## Work request
Using the records that follow, count the lines containing the word "below" and give that number only.
○ ○ ○ ○ ○
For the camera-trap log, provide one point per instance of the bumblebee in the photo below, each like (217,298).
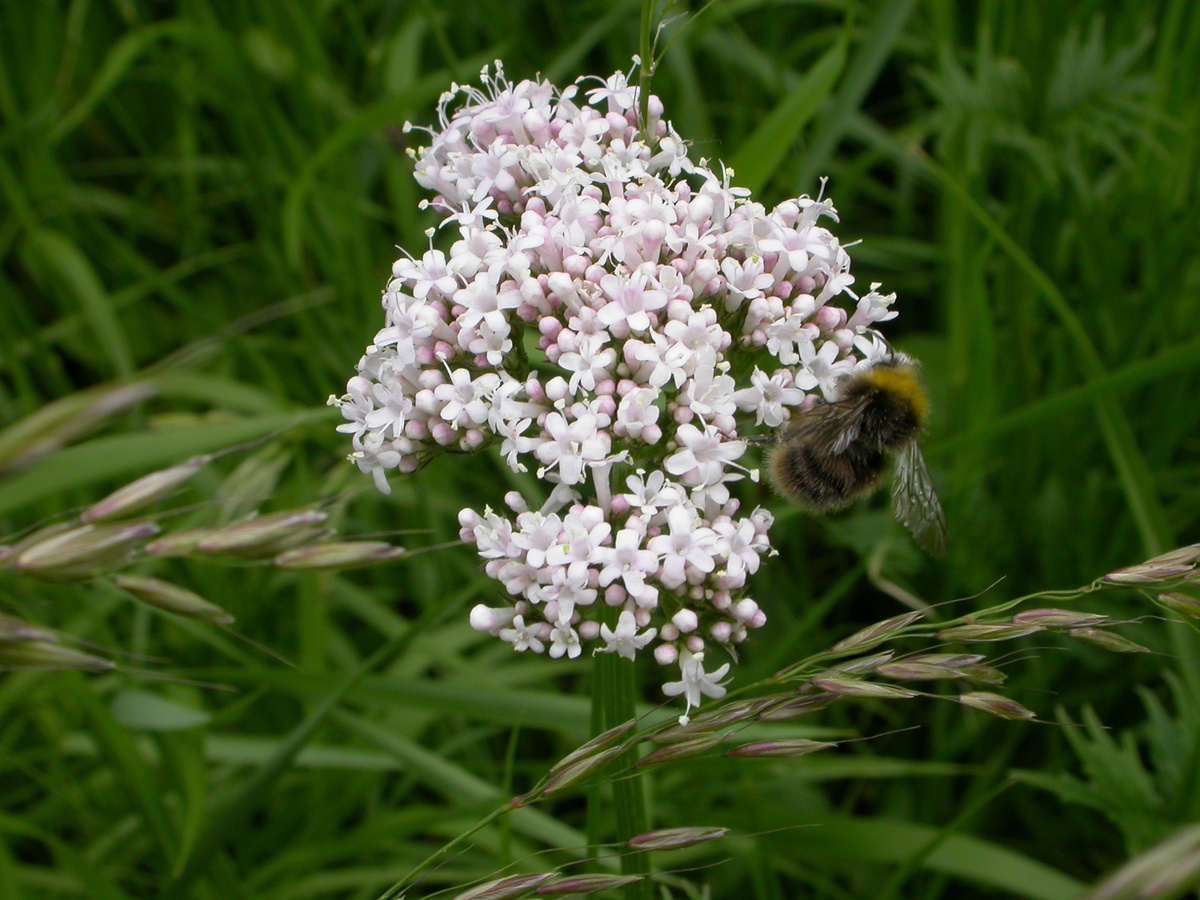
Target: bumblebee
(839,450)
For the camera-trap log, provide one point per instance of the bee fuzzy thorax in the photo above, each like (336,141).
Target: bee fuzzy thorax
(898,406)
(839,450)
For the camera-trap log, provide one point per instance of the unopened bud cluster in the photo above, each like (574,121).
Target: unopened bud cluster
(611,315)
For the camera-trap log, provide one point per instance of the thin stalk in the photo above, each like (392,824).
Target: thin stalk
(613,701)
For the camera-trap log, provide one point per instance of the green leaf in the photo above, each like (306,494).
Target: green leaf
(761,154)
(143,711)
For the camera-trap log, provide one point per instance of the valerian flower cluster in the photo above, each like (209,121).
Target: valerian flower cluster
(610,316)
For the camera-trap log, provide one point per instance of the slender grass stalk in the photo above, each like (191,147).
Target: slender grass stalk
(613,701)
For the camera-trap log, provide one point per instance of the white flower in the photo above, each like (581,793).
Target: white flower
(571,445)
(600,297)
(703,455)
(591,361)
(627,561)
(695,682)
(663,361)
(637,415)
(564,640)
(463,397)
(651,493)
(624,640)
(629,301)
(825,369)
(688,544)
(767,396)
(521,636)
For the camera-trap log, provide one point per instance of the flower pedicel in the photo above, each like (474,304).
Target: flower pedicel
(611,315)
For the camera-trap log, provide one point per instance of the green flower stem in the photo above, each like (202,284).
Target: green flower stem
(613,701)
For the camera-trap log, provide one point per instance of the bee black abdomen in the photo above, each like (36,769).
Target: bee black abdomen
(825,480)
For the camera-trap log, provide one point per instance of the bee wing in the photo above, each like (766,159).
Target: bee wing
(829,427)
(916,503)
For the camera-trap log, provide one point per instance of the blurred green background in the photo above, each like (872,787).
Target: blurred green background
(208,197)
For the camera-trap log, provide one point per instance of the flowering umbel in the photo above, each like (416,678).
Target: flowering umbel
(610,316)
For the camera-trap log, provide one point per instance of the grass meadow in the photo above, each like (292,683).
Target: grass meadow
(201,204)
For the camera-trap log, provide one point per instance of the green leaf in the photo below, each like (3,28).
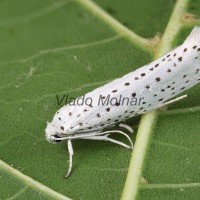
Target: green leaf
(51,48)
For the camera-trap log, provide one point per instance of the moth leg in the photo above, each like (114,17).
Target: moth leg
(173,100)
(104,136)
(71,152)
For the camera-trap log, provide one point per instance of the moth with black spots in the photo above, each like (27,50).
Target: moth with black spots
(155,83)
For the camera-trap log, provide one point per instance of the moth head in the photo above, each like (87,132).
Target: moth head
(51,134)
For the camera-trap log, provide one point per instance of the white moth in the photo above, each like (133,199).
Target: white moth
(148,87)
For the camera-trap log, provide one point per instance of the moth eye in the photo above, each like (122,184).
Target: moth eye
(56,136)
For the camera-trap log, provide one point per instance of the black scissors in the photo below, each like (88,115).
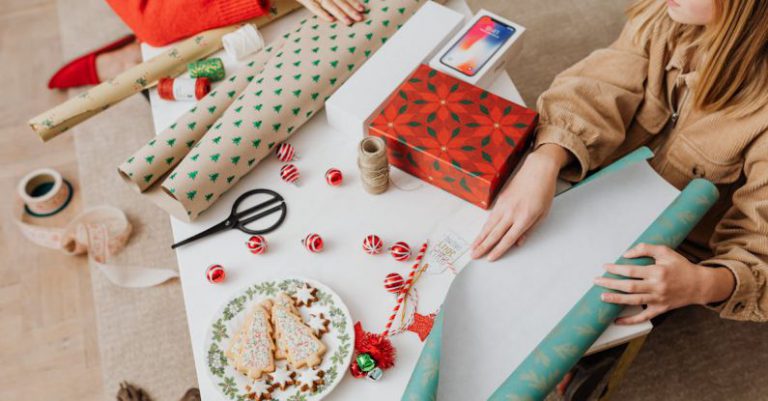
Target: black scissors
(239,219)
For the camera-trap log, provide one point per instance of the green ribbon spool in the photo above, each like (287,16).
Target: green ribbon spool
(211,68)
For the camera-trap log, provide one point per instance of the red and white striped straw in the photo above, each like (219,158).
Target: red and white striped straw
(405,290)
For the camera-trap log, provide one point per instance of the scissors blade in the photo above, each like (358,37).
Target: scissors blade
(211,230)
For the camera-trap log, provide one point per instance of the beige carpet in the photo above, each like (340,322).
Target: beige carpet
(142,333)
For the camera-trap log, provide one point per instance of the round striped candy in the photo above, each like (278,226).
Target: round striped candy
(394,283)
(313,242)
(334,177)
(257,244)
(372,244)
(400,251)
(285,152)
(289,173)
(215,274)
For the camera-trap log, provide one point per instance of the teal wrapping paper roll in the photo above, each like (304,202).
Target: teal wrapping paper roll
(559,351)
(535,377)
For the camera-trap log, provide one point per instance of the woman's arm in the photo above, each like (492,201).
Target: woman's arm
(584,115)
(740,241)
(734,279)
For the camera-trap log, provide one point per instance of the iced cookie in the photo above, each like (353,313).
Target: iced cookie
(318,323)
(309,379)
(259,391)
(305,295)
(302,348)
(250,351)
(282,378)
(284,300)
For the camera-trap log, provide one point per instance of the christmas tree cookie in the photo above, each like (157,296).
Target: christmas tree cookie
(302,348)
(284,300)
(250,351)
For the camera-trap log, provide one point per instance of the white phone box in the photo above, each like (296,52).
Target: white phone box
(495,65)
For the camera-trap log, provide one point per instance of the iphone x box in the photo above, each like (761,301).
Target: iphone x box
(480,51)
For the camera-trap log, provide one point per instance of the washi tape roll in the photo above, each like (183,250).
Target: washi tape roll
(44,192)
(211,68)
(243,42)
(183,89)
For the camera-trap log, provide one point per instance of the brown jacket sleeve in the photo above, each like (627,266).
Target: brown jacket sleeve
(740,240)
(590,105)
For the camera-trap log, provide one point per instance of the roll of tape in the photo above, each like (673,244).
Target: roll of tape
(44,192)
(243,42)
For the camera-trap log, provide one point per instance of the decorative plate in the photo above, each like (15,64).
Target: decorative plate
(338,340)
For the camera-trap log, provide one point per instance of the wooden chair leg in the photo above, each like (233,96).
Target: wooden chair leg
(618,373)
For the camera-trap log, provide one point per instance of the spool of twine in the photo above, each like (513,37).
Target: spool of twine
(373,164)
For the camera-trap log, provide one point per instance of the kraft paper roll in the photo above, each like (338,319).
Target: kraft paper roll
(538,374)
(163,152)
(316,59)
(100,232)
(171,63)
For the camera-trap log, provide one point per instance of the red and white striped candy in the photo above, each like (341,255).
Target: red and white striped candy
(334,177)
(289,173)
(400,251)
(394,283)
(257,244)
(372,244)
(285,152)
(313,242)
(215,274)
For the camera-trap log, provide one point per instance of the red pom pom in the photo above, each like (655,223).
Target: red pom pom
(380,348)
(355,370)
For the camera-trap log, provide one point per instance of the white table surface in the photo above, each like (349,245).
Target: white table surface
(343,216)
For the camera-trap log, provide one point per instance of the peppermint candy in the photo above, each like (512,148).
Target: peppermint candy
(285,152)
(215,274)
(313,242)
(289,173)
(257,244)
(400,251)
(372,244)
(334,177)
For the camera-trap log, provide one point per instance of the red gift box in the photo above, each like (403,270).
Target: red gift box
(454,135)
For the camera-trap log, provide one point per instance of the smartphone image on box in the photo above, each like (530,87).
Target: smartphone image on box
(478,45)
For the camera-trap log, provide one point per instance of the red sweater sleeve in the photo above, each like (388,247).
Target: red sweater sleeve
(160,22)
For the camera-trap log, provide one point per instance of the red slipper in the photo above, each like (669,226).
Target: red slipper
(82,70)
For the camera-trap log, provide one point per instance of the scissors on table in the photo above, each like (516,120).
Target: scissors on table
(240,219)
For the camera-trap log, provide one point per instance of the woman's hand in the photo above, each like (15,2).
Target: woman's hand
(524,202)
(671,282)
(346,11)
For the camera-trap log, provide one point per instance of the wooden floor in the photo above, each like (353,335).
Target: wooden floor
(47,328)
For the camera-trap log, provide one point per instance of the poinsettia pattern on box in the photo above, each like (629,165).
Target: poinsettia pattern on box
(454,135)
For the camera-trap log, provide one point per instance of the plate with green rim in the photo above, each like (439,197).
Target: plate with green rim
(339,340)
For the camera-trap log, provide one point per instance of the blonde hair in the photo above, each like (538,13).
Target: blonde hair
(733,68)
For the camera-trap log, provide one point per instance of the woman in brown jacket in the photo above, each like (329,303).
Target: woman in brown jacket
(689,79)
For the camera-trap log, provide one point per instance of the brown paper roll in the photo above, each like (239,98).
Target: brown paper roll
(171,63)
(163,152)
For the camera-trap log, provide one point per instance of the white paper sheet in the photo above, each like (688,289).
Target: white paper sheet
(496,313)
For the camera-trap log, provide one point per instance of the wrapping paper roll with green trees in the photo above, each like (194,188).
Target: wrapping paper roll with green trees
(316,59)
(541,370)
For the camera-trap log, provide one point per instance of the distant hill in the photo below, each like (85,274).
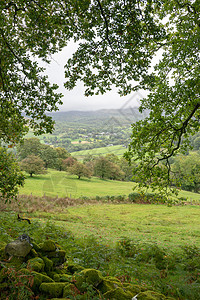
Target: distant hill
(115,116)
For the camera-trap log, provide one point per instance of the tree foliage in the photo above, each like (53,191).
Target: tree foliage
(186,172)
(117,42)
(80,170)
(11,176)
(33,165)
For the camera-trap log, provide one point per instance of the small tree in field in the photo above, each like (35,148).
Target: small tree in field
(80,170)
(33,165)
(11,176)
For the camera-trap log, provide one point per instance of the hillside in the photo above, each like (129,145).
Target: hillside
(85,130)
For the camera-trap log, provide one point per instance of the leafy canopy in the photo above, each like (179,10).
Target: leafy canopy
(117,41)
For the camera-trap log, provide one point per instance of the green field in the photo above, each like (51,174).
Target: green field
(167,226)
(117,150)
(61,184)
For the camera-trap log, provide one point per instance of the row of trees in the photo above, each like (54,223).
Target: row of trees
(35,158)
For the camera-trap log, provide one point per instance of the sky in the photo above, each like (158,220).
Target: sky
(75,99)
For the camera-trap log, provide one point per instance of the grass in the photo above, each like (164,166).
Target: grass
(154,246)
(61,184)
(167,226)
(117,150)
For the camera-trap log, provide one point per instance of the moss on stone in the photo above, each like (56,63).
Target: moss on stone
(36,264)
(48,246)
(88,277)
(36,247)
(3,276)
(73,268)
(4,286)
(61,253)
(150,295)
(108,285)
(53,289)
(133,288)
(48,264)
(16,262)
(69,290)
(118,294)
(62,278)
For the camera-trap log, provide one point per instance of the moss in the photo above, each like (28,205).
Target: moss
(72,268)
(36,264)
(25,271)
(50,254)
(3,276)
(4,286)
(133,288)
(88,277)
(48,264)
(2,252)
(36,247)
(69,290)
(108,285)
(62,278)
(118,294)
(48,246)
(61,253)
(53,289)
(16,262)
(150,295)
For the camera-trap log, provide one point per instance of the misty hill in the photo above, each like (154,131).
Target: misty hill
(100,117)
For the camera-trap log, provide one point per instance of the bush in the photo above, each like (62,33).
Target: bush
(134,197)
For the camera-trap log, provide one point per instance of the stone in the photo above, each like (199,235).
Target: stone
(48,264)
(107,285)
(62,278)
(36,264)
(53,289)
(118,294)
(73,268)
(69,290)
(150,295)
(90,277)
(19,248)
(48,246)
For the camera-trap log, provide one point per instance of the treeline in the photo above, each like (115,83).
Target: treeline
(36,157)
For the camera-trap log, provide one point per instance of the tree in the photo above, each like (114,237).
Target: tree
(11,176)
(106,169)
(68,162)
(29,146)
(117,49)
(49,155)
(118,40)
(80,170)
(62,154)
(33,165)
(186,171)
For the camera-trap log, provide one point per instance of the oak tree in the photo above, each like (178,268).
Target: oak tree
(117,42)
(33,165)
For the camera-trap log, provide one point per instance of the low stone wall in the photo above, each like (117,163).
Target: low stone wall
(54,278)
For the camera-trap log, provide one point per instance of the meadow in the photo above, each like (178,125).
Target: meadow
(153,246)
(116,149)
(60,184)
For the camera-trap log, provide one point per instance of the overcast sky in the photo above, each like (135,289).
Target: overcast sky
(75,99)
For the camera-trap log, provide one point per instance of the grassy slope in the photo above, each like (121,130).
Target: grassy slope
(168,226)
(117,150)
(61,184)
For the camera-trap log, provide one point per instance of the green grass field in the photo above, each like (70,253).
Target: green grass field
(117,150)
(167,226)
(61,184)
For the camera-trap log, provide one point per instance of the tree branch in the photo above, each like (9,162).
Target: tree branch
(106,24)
○ ○ ○ ○ ○
## Expected answer
4